Text

↓↓↓

I think that would be the kind of bug that the assertion tries to
catch, because then we would be sending requests to blk from a thread
that doesn't match its AioContext (which will be allowed soon, but not
quite yet).
Before resetting the AioContext, virtio_scsi_hotunplug() calls
qdev_simple_device_unplug_cb(), which unrealizes the SCSI device. This
calls scsi_qdev_unrealize() -> scsi_device_purge_requests(), which in
turn drains blk and cancels all pending requests. So there should be
nothing left that could call into virtio_scsi_ctx_check() any more.
The other argument is that after unrealize, virtio_scsi_device_get()
would return NULL anyway, so even if a request were still pending, it
would just fail instead of accessing the unplugged device.

↑↑↑

Record set

↓↓↓

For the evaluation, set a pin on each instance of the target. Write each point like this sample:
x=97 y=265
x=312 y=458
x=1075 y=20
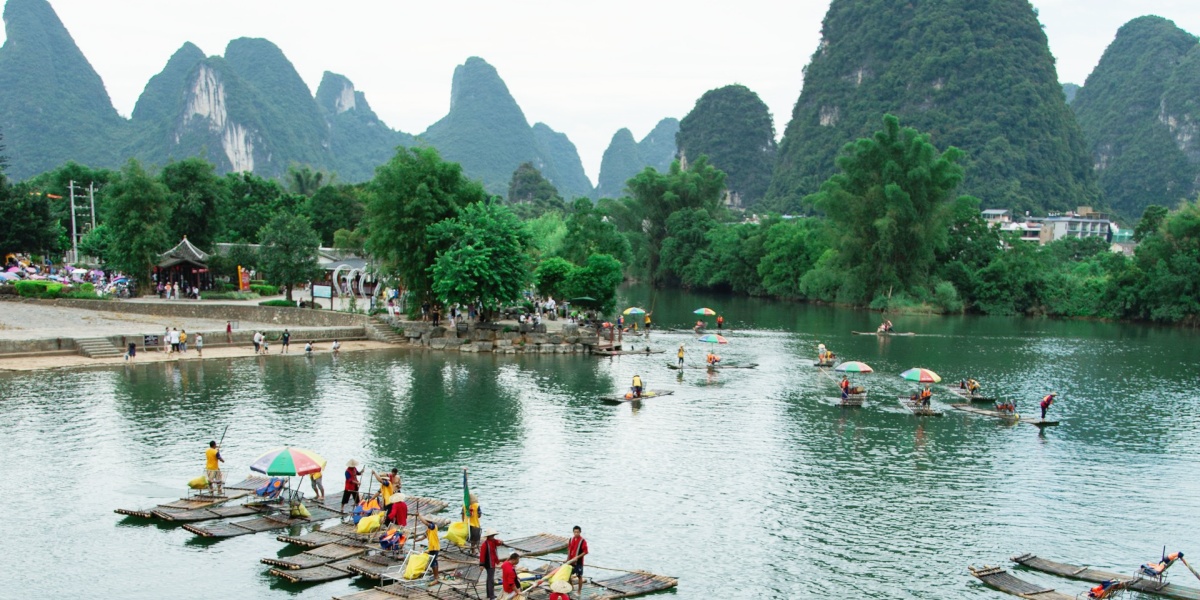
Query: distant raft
x=646 y=395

↑↑↑

To-do list
• a. Using the excerpt on SCSI hot-unplug, decide whether each statement agrees with it, answering yes or no and quoting the words that settle it: (i) virtio_scsi_hotunplug() calls qdev_simple_device_unplug_cb() before resetting the AioContext; (ii) scsi_device_purge_requests() drains blk and cancels all pending requests; (iii) after unrealize, virtio_scsi_device_get() returns the unplugged device.
• b. Retype the part of the excerpt on SCSI hot-unplug from "Before resetting the" to "the unplugged device.".

Task-by-task outputs
• a.
(i) Yes: "Before resetting the AioContext, virtio_scsi_hotunplug() calls qdev_simple_device_unplug_cb()"
(ii) Yes: "scsi_device_purge_requests(), which in turn drains blk and cancels all pending requests"
(iii) No: "after unrealize, virtio_scsi_device_get() would return NULL anyway"

• b.
Before resetting the AioContext, virtio_scsi_hotunplug() calls
qdev_simple_device_unplug_cb(), which unrealizes the SCSI device. This
calls scsi_qdev_unrealize() -> scsi_device_purge_requests(), which in
turn drains blk and cancels all pending requests. So there should be
nothing left that could call into virtio_scsi_ctx_check() any more.
The other argument is that after unrealize, virtio_scsi_device_get()
would return NULL anyway, so even if a request were still pending, it
would just fail instead of accessing the unplugged device.